● What is being asked: Rewrite the material from its first line through the line containing "533 456 670 484", inclusive, changing "license plate" to "number plate" and keeping everything else the same.

Items from a dataset:
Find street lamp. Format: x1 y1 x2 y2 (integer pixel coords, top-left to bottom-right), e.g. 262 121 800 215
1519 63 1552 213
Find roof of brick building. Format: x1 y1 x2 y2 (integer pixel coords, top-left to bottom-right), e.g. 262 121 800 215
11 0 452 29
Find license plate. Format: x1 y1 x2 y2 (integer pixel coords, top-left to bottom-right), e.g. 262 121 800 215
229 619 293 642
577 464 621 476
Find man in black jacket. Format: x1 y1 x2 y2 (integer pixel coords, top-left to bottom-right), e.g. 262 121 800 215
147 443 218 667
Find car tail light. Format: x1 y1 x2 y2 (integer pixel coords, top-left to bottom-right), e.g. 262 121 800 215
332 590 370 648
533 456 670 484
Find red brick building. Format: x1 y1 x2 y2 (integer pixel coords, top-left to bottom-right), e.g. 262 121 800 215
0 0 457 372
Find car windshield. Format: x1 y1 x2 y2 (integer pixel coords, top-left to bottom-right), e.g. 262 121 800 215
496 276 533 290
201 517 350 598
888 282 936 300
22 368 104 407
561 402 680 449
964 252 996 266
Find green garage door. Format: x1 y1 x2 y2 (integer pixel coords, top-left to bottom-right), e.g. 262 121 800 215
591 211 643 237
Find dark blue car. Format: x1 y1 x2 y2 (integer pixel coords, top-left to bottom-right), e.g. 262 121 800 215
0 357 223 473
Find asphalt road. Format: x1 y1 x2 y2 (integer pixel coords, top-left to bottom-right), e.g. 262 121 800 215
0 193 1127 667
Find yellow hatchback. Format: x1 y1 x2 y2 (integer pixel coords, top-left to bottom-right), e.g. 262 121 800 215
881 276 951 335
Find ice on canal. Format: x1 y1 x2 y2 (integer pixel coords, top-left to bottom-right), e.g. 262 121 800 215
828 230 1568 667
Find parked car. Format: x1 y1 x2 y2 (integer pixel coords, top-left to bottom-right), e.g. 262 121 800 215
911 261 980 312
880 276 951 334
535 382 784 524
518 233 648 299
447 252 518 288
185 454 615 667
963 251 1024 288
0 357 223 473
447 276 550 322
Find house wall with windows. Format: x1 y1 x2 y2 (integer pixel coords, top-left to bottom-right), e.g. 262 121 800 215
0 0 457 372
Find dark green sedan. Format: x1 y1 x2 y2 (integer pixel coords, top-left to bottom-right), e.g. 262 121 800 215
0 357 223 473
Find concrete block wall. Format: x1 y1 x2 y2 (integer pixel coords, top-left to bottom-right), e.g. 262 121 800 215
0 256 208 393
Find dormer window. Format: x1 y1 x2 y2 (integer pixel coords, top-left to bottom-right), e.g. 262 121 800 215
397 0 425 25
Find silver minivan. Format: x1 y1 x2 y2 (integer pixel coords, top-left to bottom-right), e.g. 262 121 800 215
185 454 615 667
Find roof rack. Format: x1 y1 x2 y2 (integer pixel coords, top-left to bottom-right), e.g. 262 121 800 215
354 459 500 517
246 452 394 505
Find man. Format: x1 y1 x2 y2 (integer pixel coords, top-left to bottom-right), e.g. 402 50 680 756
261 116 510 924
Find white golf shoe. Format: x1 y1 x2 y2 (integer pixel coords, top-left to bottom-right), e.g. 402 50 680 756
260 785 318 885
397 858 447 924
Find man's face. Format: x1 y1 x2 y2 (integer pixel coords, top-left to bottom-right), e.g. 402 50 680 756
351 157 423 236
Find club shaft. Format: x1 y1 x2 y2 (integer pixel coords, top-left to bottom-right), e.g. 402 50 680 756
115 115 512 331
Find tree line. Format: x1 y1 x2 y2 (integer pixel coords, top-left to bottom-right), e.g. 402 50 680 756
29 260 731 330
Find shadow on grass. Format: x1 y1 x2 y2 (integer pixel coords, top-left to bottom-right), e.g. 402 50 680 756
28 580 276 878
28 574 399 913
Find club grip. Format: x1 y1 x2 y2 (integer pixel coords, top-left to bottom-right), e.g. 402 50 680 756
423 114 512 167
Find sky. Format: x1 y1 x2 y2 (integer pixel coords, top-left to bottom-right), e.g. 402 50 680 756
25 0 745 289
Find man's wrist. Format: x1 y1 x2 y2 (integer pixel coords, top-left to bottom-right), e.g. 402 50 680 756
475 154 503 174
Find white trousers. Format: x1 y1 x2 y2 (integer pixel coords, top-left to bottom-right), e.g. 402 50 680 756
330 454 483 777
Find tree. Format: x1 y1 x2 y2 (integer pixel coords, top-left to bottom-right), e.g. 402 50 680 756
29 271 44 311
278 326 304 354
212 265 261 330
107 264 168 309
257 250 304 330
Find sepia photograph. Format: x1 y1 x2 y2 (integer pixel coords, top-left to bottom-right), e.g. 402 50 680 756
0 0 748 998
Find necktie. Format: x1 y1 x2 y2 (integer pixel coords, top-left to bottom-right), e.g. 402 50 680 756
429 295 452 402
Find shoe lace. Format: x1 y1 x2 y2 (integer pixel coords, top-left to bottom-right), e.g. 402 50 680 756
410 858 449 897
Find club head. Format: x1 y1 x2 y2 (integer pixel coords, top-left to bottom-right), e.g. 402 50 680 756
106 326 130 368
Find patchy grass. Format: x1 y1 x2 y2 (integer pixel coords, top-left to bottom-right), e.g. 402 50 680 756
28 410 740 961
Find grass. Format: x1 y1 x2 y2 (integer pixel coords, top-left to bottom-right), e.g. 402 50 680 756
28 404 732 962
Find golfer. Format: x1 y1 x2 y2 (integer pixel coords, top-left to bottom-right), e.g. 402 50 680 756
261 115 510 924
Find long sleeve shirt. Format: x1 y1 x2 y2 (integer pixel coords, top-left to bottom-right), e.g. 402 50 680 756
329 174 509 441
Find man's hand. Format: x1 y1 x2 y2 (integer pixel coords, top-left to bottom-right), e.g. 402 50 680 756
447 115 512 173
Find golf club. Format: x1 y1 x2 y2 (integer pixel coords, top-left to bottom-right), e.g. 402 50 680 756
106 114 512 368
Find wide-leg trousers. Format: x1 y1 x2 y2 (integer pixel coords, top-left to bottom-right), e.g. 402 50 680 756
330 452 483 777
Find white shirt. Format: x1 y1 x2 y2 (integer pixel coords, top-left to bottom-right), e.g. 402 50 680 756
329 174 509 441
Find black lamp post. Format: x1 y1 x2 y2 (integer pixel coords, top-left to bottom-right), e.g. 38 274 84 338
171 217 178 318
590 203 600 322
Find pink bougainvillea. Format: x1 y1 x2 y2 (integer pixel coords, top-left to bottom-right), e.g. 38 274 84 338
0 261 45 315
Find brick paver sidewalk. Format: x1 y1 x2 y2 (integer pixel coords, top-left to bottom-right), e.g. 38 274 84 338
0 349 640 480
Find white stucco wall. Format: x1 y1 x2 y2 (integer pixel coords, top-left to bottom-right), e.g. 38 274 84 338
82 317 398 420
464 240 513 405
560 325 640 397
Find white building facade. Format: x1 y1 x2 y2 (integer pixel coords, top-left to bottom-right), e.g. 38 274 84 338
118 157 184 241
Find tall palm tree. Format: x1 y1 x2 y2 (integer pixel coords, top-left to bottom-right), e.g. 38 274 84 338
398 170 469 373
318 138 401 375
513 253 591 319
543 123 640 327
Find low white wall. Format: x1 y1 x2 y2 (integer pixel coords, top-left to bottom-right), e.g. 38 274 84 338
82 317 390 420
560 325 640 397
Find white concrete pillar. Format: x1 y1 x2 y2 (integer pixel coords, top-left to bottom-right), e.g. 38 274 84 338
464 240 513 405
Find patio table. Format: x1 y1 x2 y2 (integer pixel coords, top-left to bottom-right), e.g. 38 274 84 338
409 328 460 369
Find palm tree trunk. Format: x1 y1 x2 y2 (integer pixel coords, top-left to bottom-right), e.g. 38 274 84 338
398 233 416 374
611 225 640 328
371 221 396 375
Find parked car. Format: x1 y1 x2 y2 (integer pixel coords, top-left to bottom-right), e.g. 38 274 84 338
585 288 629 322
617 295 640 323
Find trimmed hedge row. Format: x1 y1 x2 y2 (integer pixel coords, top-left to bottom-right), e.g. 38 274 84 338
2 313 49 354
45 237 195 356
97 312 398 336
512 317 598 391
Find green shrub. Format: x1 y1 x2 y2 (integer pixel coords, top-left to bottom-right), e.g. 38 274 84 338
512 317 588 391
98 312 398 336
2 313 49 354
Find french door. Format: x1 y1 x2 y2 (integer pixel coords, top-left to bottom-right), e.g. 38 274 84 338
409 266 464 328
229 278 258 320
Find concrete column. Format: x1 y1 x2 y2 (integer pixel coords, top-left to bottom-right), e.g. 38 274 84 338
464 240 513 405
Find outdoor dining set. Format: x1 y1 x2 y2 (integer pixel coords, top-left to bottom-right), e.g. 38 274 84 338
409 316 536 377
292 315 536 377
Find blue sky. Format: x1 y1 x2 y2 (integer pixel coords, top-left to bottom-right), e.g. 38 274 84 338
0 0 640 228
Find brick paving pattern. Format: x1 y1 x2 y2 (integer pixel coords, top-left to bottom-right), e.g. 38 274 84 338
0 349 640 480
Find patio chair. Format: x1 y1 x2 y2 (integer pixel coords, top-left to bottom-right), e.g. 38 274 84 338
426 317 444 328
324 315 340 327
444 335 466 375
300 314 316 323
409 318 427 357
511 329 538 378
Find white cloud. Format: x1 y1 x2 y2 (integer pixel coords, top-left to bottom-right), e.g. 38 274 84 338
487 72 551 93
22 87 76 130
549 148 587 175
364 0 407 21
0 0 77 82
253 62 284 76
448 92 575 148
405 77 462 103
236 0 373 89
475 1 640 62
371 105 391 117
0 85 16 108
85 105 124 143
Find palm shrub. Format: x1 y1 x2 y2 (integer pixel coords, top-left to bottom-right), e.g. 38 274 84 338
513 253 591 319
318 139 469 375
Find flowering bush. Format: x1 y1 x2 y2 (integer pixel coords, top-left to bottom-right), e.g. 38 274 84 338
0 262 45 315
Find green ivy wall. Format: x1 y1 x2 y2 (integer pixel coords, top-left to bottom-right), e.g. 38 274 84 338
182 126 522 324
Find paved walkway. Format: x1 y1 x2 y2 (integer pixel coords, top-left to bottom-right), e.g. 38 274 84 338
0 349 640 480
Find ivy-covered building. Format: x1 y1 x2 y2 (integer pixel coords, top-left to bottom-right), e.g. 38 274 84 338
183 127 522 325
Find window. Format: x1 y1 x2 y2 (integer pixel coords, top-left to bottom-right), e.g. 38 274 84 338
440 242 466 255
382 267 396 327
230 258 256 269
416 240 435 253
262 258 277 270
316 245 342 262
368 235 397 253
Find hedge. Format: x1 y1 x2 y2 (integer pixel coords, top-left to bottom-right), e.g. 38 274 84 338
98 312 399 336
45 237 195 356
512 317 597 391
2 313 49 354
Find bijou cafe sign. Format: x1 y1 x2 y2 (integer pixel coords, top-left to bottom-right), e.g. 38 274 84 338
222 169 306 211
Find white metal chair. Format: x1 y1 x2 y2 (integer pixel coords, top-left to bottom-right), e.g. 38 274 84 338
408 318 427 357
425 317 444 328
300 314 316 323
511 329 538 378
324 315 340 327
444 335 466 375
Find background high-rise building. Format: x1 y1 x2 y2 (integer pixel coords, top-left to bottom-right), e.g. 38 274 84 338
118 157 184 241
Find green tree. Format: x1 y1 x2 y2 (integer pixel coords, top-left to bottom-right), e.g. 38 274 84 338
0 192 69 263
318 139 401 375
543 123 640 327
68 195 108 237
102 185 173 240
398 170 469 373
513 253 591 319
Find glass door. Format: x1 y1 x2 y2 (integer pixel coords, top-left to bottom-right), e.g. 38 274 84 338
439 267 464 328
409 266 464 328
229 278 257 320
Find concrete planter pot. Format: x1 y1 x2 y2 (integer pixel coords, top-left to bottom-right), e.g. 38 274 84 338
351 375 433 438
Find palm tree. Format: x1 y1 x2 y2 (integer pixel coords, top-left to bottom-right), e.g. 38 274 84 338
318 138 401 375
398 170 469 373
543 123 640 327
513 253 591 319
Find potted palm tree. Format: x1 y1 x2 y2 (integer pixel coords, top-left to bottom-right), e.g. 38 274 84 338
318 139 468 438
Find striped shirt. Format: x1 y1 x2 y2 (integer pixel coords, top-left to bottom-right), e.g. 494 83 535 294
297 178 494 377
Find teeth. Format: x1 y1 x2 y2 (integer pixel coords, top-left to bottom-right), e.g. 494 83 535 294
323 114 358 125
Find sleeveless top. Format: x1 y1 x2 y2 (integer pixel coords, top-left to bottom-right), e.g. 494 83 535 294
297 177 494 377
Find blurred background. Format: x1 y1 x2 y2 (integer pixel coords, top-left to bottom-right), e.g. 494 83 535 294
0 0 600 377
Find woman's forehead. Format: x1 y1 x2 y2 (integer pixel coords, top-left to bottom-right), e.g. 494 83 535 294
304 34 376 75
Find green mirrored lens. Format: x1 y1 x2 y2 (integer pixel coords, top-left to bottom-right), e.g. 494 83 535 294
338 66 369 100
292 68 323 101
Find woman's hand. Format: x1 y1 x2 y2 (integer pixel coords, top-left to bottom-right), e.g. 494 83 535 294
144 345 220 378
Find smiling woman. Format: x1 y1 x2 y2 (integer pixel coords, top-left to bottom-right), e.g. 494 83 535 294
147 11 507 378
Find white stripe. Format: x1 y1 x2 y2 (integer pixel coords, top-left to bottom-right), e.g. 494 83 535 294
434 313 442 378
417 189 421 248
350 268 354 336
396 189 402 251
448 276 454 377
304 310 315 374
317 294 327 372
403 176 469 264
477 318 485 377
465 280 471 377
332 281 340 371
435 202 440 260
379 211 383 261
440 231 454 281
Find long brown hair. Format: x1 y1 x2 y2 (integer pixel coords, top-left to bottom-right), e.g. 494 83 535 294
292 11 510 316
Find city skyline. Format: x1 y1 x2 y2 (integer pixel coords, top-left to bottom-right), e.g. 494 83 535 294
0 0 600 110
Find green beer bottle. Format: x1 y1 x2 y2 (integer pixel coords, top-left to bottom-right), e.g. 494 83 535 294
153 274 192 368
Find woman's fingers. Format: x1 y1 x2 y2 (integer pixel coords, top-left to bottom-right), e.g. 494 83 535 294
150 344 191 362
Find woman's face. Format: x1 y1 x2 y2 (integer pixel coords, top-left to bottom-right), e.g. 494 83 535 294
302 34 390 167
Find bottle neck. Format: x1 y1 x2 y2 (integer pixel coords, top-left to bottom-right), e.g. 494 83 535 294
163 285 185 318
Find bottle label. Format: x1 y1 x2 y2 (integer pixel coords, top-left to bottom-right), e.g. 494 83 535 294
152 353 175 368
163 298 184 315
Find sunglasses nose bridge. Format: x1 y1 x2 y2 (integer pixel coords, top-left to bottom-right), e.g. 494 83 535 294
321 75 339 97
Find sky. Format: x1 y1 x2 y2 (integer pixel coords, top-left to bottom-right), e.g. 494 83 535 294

● Full solution:
Find street lamp. Format: x1 y1 x2 y2 (integer pixel coords, top-left to bottom-right), e.g. 262 121 800 215
1519 63 1552 213
Find roof of brick building. Format: x1 y1 x2 y2 (integer pixel coords, top-left to bottom-right), e.g. 262 121 800 215
11 0 452 29
Find number plate. Format: x1 y1 x2 y2 (integer pixel coords, top-left to bottom-right), e.g. 262 121 800 215
229 619 293 642
577 464 621 476
Find man in black jacket. Format: x1 y1 x2 y2 (integer pixel coords, top-left to bottom-right), e.g. 262 121 800 215
147 443 218 667
Find car tail light. Format: x1 y1 x2 y2 (integer pixel coords, top-left to bottom-right), e.g. 262 121 800 215
332 590 370 648
533 456 670 484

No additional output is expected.